=== Exercise passage ===
The Generation of Z is an experience. And it’s not just for those with a penchant for gothic horror films or teenagers who would like to indulge in some blood and gore – everybody should experience it.
We are in a post-apocalyptic world where the Z virus has created a class of walking undead, roaming the streets and they are here, right here in Edinburgh. Luckily so is the New Zealand army.
This is immersive theatre at its most provocative. The performance really starts with the safety briefing: warnings of live gunfire, possibilities of being manhandled, graphic violence, offensive language. The glee on some of the audience’s faces is evident while others exchange nervous looks.
And then we are marched down into the container yard of George Square and within moments it all starts. Beneath the inky sky threatening rain, approximately a hundred people are crushed together anxiously, excitedly awaiting something to happen.
It does. A zombie attacks a woman and within seconds the army arrives, unflinchingly ready to deal with these diseased specimens of humanity and they do so in the only way any self-respecting video game would: kill or be killed.
But it’s more than just fulfilling a voyeuristic doomsday fantasy. There is an element of visual consumption of the mangled, dead and infected that is encouraged by the story. A command to come face-to-face with not just who you are as an individual, but as one subject to hidden desires, unknown temptations and perhaps even, questionable ethics.
Would you let a father be reunited with his wife and daughter at the risk of being infected? Are you ready to help a very sick woman who appears to be an enemy of the government? Who do you trust? The members of the underground who warn you of the cruel fate that innocent civilians face or the army, the recognisable institution? Are you ready to die or be infected?
Big questions and no easy answers but the questioning is important, made all the more powerful by the superb acting. The core army personnel are NZ actors and their performances are unquestionably among the best that you will see at the Fringe this year: nuanced, charged, empathetic and ultimately recognisable.
Officer Frosty, the only woman of the group, is a standout performer involving audiences to be active civilians and take responsibility in securing (sometimes literally) their future against the zombies. She is the perfect counterbalance to her hot-headed partner Moose whose intensity and often expletive-laden language inspires both fear and moments of hilarity among his mostly submissive charges.
But at the end of the day (or in this case night) when a bunch of zombies are rapping against barricaded doors, there only seems to be one option. Or is there?
The Generation of Z pushes boundaries and has the potential to rock people’s universe in unprecedented ways.
With over 150 audience members (although divided early on into two groups) the experience is somewhat diluted depending on how tangible is the fear instilled into the audience at the very start.
With only an hour, the narrative is clear, linear and tightly packed with constant action driving material. Although some of the transitions are clunky and segues seem rather formulaic, the story propels itself towards one of the best endings you can experience at the Fringe.

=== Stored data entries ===
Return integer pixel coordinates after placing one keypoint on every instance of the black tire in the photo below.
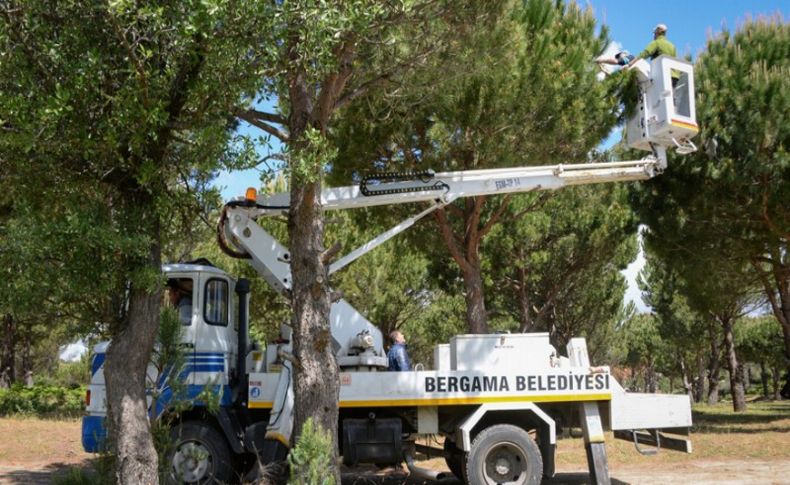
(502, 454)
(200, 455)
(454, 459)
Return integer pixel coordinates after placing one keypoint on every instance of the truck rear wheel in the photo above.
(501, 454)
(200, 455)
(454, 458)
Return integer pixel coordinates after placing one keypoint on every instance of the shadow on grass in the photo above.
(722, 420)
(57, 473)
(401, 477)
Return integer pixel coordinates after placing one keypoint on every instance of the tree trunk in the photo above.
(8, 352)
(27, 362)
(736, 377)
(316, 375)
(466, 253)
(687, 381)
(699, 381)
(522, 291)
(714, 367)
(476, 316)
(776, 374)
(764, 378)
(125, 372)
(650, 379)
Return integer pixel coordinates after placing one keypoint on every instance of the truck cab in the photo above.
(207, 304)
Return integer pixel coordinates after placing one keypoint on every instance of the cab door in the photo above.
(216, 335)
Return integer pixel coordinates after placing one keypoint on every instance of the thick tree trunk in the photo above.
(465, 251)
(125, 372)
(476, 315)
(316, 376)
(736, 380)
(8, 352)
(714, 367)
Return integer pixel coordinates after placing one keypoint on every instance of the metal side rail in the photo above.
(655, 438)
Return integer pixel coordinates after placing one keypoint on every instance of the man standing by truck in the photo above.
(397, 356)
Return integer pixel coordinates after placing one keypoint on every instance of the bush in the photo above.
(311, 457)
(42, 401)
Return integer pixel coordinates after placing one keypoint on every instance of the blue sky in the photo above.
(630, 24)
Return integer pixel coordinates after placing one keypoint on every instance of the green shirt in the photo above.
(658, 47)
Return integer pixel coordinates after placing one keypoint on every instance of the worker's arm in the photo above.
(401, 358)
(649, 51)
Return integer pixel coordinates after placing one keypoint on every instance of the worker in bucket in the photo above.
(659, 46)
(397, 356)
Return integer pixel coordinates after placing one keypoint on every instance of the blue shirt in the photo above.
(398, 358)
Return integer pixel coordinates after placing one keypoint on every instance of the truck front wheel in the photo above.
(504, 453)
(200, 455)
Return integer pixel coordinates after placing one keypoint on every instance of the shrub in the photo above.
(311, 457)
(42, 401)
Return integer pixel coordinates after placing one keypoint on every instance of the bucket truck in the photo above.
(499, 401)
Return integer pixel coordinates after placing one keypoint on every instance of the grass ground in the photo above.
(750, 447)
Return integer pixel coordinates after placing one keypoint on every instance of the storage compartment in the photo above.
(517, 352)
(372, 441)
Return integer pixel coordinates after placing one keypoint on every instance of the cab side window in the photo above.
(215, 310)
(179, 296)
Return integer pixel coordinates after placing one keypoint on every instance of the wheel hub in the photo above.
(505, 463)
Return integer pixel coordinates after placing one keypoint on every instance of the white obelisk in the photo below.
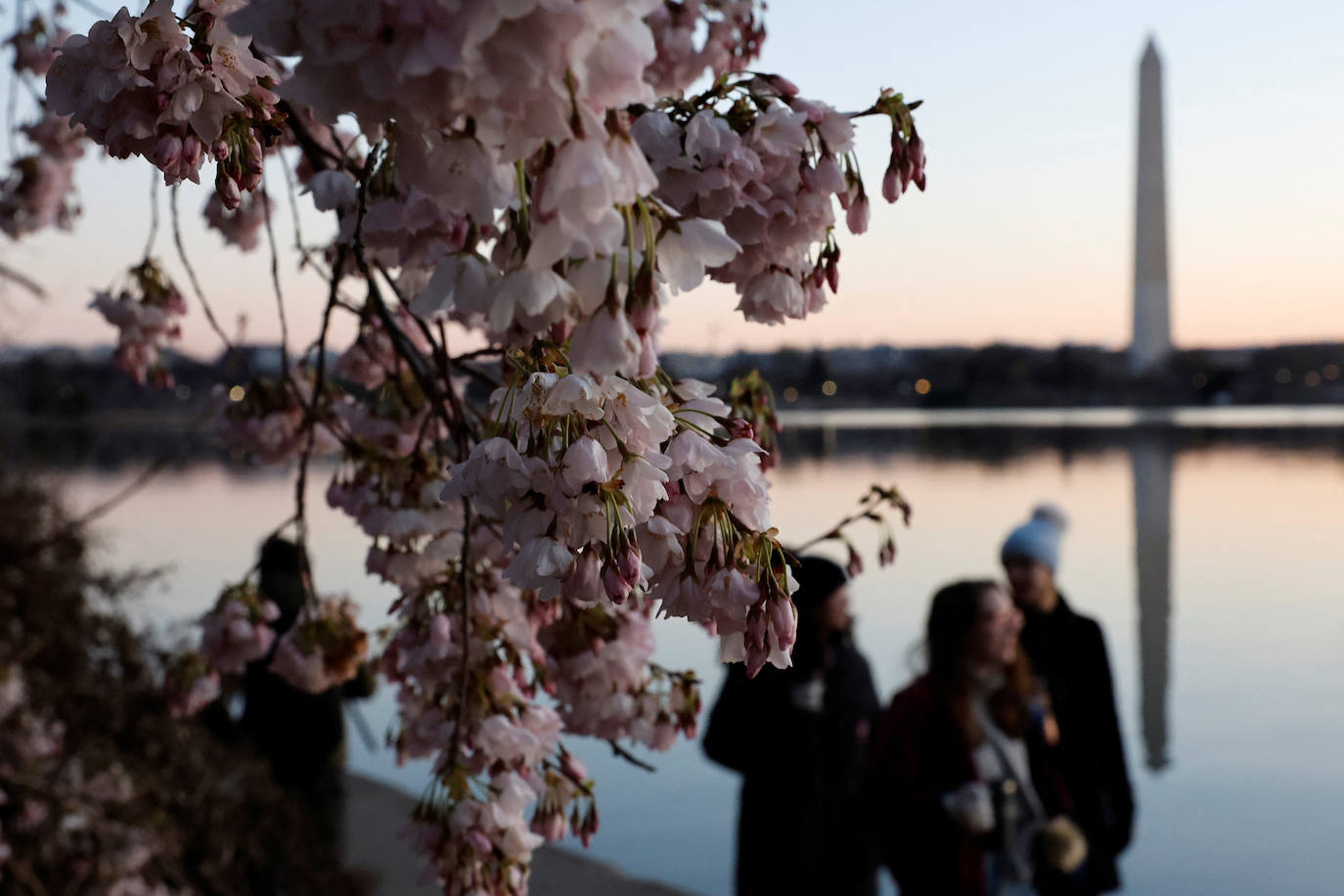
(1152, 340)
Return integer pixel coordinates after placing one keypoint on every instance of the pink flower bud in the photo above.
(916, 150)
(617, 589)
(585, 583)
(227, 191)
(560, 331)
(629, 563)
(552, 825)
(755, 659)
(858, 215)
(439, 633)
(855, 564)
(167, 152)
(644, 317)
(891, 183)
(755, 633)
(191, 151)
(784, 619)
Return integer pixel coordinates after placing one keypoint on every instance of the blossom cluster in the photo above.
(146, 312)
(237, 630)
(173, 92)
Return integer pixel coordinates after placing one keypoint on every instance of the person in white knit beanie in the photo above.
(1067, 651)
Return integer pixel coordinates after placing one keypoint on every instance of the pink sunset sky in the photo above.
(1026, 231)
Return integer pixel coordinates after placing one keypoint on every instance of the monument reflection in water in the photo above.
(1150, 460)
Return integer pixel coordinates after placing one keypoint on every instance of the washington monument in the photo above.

=== Problem set ===
a) List every warning that the review says was given in the safety briefing.
b) Reproduce the passage of the review from "With over 150" to "at the Fringe.", word for word.
None of these records is needed to complete the tasks.

=== Answers for each item ===
a)
Live gunfire
Possibilities of being manhandled
Graphic violence
Offensive language

b)
With over 150 audience members (although divided early on into two groups) the experience is somewhat diluted depending on how tangible is the fear instilled into the audience at the very start.
With only an hour, the narrative is clear, linear and tightly packed with constant action driving material. Although some of the transitions are clunky and segues seem rather formulaic, the story propels itself towards one of the best endings you can experience at the Fringe.